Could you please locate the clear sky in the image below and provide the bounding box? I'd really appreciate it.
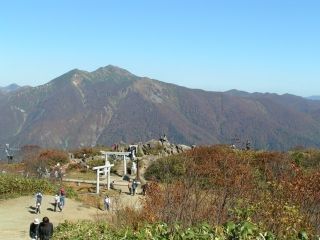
[1,0,319,97]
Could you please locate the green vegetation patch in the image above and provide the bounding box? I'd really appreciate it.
[144,155,186,182]
[0,174,55,199]
[0,174,77,200]
[53,221,312,240]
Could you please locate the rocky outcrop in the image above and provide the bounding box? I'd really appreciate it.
[138,139,192,157]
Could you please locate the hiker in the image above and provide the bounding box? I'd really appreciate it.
[36,202,41,214]
[54,170,59,179]
[38,217,53,240]
[29,218,40,240]
[142,182,149,196]
[246,140,251,150]
[128,180,132,195]
[132,179,138,196]
[59,187,66,207]
[54,194,62,212]
[104,195,110,211]
[35,192,43,207]
[160,134,168,145]
[110,181,114,189]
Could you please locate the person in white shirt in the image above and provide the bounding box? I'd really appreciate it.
[54,194,62,212]
[104,195,110,211]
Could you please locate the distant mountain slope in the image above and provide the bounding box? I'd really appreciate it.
[0,84,21,93]
[307,96,320,101]
[1,65,320,150]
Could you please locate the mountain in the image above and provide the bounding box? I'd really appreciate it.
[1,65,320,151]
[307,96,320,101]
[0,84,22,93]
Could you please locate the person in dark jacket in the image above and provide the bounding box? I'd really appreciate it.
[38,217,53,240]
[29,218,40,240]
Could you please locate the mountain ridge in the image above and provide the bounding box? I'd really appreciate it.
[1,66,320,151]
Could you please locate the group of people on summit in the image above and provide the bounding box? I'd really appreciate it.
[34,188,66,215]
[30,188,66,239]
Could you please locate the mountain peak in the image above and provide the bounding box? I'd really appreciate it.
[93,65,135,76]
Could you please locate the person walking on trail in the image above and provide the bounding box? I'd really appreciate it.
[35,192,43,207]
[128,180,132,195]
[59,187,66,207]
[29,218,40,240]
[38,217,53,240]
[35,202,41,214]
[54,194,62,212]
[104,195,110,211]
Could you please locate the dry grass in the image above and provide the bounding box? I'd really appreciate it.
[63,182,119,208]
[65,170,96,180]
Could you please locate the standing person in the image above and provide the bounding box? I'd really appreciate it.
[35,192,43,207]
[29,218,40,240]
[54,194,62,212]
[132,180,137,196]
[38,217,53,240]
[142,182,148,196]
[104,195,110,211]
[128,180,132,195]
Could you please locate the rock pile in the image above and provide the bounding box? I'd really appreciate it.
[137,139,192,157]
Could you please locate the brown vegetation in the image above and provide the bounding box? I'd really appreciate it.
[142,146,320,237]
[22,147,69,176]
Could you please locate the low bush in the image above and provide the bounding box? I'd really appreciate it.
[0,173,78,200]
[87,158,105,168]
[72,147,102,159]
[0,174,55,199]
[144,155,186,182]
[143,146,319,236]
[53,220,314,240]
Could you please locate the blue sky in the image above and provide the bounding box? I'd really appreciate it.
[0,0,319,97]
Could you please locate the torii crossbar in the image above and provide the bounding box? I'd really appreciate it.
[93,162,114,194]
[100,151,131,176]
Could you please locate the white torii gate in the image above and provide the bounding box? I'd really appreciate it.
[92,161,114,194]
[100,151,131,176]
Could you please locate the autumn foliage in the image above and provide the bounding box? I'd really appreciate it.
[22,147,69,176]
[143,145,320,237]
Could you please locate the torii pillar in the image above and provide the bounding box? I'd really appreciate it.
[92,162,114,194]
[101,151,130,176]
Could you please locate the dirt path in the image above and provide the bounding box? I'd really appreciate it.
[0,193,142,240]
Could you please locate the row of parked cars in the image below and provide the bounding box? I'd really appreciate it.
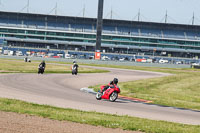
[101,56,181,64]
[100,56,199,65]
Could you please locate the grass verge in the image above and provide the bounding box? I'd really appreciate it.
[0,98,200,133]
[88,64,200,111]
[0,58,108,73]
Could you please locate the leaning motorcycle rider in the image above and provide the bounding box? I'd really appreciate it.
[101,78,118,93]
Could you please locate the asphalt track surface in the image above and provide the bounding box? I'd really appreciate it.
[0,67,200,125]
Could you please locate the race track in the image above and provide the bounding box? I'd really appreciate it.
[0,67,200,125]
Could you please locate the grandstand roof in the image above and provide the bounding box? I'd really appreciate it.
[0,11,200,32]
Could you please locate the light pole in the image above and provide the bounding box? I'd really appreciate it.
[95,0,104,52]
[95,0,104,60]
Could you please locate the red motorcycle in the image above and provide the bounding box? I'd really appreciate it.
[96,84,120,102]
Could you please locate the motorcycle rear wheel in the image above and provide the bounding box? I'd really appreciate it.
[109,91,118,102]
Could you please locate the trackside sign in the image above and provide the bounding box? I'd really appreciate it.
[95,52,101,60]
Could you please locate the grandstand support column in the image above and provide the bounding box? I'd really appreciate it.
[95,0,104,52]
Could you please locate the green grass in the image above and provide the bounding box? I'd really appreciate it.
[118,73,200,110]
[0,98,200,133]
[79,62,193,74]
[88,64,200,111]
[0,58,108,73]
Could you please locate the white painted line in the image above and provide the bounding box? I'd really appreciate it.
[80,87,97,94]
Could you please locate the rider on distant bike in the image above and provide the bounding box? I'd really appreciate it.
[38,60,46,74]
[71,61,79,75]
[39,60,46,69]
[101,78,118,93]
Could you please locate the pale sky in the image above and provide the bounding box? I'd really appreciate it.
[0,0,200,25]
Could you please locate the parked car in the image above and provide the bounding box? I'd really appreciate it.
[119,58,125,61]
[191,63,200,66]
[159,59,169,64]
[102,56,110,60]
[16,51,23,56]
[175,61,182,64]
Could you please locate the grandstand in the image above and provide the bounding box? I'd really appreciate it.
[1,11,200,58]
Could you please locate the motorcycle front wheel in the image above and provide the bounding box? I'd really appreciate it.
[96,92,102,100]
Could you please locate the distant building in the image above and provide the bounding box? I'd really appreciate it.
[0,11,200,58]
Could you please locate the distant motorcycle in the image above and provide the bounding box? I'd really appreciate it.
[71,66,78,75]
[27,58,31,62]
[96,84,120,102]
[24,57,31,62]
[38,64,45,74]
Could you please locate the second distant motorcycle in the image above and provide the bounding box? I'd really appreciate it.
[71,61,79,75]
[38,64,45,74]
[38,60,46,74]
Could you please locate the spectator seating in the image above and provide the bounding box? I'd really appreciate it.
[0,17,199,41]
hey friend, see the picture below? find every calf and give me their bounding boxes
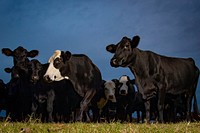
[43,50,102,121]
[4,66,33,121]
[106,35,199,122]
[92,80,117,122]
[116,75,145,123]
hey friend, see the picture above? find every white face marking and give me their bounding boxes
[104,80,116,102]
[119,76,129,95]
[44,50,69,81]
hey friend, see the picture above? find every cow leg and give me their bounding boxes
[186,95,192,121]
[46,89,55,122]
[137,110,140,123]
[144,100,150,123]
[157,89,165,123]
[142,111,145,123]
[31,102,38,119]
[76,89,96,122]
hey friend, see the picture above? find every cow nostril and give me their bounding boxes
[44,75,51,82]
[109,95,114,99]
[112,59,117,65]
[120,90,126,95]
[13,73,20,79]
[32,76,39,81]
[54,76,56,79]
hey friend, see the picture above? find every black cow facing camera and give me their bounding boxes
[106,35,199,123]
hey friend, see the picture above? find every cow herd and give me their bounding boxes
[0,35,199,123]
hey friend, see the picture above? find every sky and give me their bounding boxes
[0,0,200,108]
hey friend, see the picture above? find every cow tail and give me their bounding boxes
[193,66,199,114]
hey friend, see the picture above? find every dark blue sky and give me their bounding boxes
[0,0,200,107]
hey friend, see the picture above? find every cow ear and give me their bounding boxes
[28,50,39,58]
[64,51,72,61]
[2,48,13,56]
[106,44,117,53]
[131,35,140,48]
[4,68,12,73]
[101,80,106,87]
[112,79,119,84]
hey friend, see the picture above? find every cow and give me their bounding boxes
[116,75,145,123]
[43,50,102,122]
[3,67,21,121]
[28,59,83,123]
[92,80,118,122]
[2,46,39,121]
[4,66,34,121]
[106,35,199,123]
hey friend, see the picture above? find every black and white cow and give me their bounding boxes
[28,59,83,122]
[92,80,118,122]
[106,35,199,123]
[43,50,102,121]
[116,75,145,123]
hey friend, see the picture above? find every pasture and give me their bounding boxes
[0,120,200,133]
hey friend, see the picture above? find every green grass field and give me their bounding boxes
[1,121,200,133]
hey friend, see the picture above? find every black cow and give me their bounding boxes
[3,67,21,121]
[116,75,145,123]
[4,66,33,121]
[43,50,102,122]
[106,35,199,123]
[28,59,82,123]
[2,46,39,121]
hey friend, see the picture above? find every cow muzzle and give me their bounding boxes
[31,76,39,83]
[120,90,127,95]
[111,57,125,67]
[110,58,119,67]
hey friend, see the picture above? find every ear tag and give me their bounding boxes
[64,76,69,79]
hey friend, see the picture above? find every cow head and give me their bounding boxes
[106,35,140,67]
[2,46,39,72]
[118,75,135,96]
[43,50,70,82]
[103,80,118,102]
[4,67,20,79]
[28,59,43,83]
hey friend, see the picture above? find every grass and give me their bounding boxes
[0,120,200,133]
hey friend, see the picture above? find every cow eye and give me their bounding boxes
[54,58,63,68]
[124,44,129,49]
[55,60,60,64]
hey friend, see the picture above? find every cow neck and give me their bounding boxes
[129,48,150,79]
[63,56,84,96]
[128,48,151,96]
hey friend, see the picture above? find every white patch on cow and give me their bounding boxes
[119,76,129,95]
[104,80,116,102]
[48,50,61,63]
[44,50,69,81]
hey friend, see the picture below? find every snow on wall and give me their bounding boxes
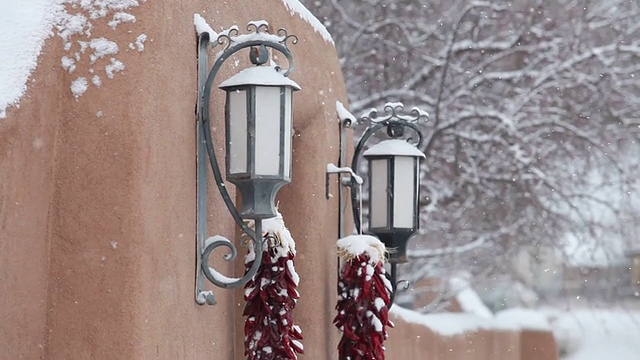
[2,1,328,118]
[55,0,147,100]
[281,0,333,44]
[494,308,551,332]
[391,305,552,336]
[0,0,148,118]
[546,308,640,360]
[0,1,63,118]
[391,306,507,336]
[391,279,553,335]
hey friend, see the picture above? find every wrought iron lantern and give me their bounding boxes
[363,139,425,263]
[328,102,427,306]
[219,64,300,218]
[194,20,299,306]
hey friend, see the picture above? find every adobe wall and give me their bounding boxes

------

• Problem description: The expected answer is the lines from the one that has "hey friend, see the picture above? find every cow eye" to the end of the listing, transcribed exactly, with pictures left out and no other line added.

• Answer to this problem:
hey friend, see the picture above? find every cow eye and give me their bounding boxes
[54,58,63,68]
[124,44,129,49]
[55,60,60,64]
hey friend, see the picture above? find every cow neck and give me their bounding boxes
[129,48,150,79]
[63,56,84,96]
[128,48,151,96]
hey friend, see the picture above? find every white patch on cow and give me their bounding boxes
[119,76,129,95]
[104,80,116,102]
[48,50,61,63]
[44,50,69,81]
hey friend, see the picture below? find every snow on wall and give me their bounding boxes
[2,1,328,118]
[55,0,147,100]
[281,0,333,44]
[494,308,551,332]
[391,305,552,336]
[0,0,148,118]
[546,308,640,360]
[0,1,63,118]
[391,306,507,336]
[391,279,553,335]
hey friend, see the picture above? find every wrought iron lantern and give me their bounding boxes
[363,139,425,263]
[328,102,427,306]
[219,64,300,218]
[194,20,299,306]
hey friend, see the picture above? find every adobe wall and give me their bounding boxes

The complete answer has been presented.